→ **EXERCISE INSTRUCTIONS**:
[a] On the software tooling page, what does Migrataur handle?
[b] Write the next part of the software tooling page, picking up after its final sentence.

→ **PASSAGE TO READ**:
Now building what developers will run on.
Software · Systems · Agents
What I Believe
Software rots. Teams can't keep up with framework upgrades, so they wait until EOL and then it's a scramble. Code reviews pile up because nobody has time to understand what changed. Cloud bills grow quietly because you're shipping too fast to check. The business thinks software is a non-degrading asset. Engineers know better.
The best tools I've built are mostly good engineering. Graph analysis, AST transforms, dependency tracing. AI shows up where it counts: eliminating the manual grind, generating explanations from real context, catching what humans skip when they're moving fast. Engineering does the work. AI removes the busywork.
This isn't speculation. I'm building these tools with the same rigor I brought to systems that move real money and serve billions of users.
What I'm Building
AI lets us move faster than ever. That speed creates its own problems. I'm building tools for both sides of that equation.
Codebases age. Frameworks move on. Migrataur handles migration at scale. Dependency graph analysis, AST transformations, and verification engineering do the heavy lifting. AI steps in to eliminate the manual effort that used to block teams for quarters.

Region pointing data:
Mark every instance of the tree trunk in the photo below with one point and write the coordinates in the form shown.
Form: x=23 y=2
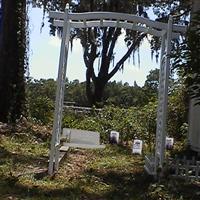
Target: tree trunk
x=12 y=60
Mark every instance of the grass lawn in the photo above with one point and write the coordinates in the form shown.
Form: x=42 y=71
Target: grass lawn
x=111 y=173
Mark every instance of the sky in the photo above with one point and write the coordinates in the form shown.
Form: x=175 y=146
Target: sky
x=45 y=50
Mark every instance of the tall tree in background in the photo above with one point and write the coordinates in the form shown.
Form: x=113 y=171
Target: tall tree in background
x=12 y=60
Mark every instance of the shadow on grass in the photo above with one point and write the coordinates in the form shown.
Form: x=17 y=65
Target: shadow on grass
x=125 y=185
x=23 y=159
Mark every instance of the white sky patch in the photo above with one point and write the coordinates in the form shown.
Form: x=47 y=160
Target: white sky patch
x=54 y=41
x=45 y=51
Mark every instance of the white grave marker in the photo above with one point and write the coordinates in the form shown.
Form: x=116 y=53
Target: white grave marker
x=169 y=143
x=137 y=146
x=114 y=137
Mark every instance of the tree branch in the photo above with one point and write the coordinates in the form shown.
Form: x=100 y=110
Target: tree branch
x=128 y=53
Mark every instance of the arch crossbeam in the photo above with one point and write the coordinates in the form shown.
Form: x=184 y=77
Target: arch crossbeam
x=167 y=32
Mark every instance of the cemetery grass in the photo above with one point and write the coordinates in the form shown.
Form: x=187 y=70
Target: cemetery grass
x=111 y=173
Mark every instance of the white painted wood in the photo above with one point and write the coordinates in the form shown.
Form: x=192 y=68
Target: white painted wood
x=169 y=142
x=194 y=125
x=108 y=19
x=117 y=16
x=54 y=151
x=83 y=139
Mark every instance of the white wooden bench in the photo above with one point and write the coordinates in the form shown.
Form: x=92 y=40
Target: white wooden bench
x=80 y=139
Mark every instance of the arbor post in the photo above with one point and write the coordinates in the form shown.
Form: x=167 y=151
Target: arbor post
x=55 y=141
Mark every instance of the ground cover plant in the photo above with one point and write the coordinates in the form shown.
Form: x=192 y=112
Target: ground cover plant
x=112 y=173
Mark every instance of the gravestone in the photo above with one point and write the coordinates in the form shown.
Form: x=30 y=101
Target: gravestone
x=169 y=143
x=137 y=147
x=114 y=137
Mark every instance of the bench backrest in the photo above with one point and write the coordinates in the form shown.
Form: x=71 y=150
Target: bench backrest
x=82 y=136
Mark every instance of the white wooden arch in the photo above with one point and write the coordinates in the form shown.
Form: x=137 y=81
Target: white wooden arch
x=167 y=32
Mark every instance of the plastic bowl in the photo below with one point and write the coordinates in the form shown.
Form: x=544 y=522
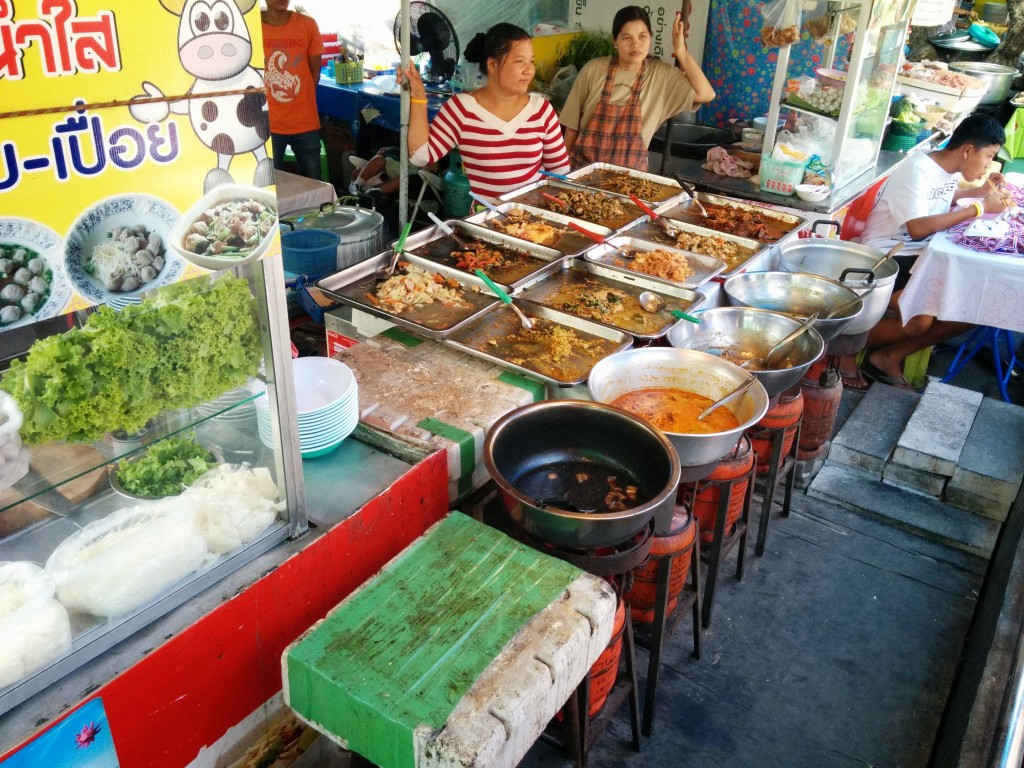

→ **SOLVED PROBLEMS**:
[a] Migration at scale.

[b]
Speed without understanding is just technical debt with a new name. PRExplainer uses Tree-sitter to build real context about the modified code, keeping it tight yet useful. That's why the explanations and reviews it generates are coherent, not hallucinated.
When you ship in days what used to take months, cloud costs sneak up on you. DevsBill tracks spending across AWS, GCP, and Azure with forecasting and optimization signals. Built for developers who move fast and pay their own bills.
The intelligence layer across all your projects. Indieprise surfaces cross-project signals: which codebases need migrations, how your code is evolving, where you're spending too much. One picture instead of five dashboards.
Also in the workshop
Multi-session command centers for developers juggling five Claude Code sessions at once. Autonomous application scaffolding. Local-to-cloud migration bridges. Most of what I build starts as a tool I needed yesterday.
Background
Fifteen years in rooms where the stakes are real. Investment banking tools, social products serving billions of users, systems handling private capital markets and portfolio valuations. Fintech, social platforms, healthcare.
That background shapes everything I build now. When I design an autonomous agent, I think about failure modes. When I ship a developer tool, I think about the on-call engineer at 2 AM. The instinct to build things that actually work in production comes from years of building things that had to.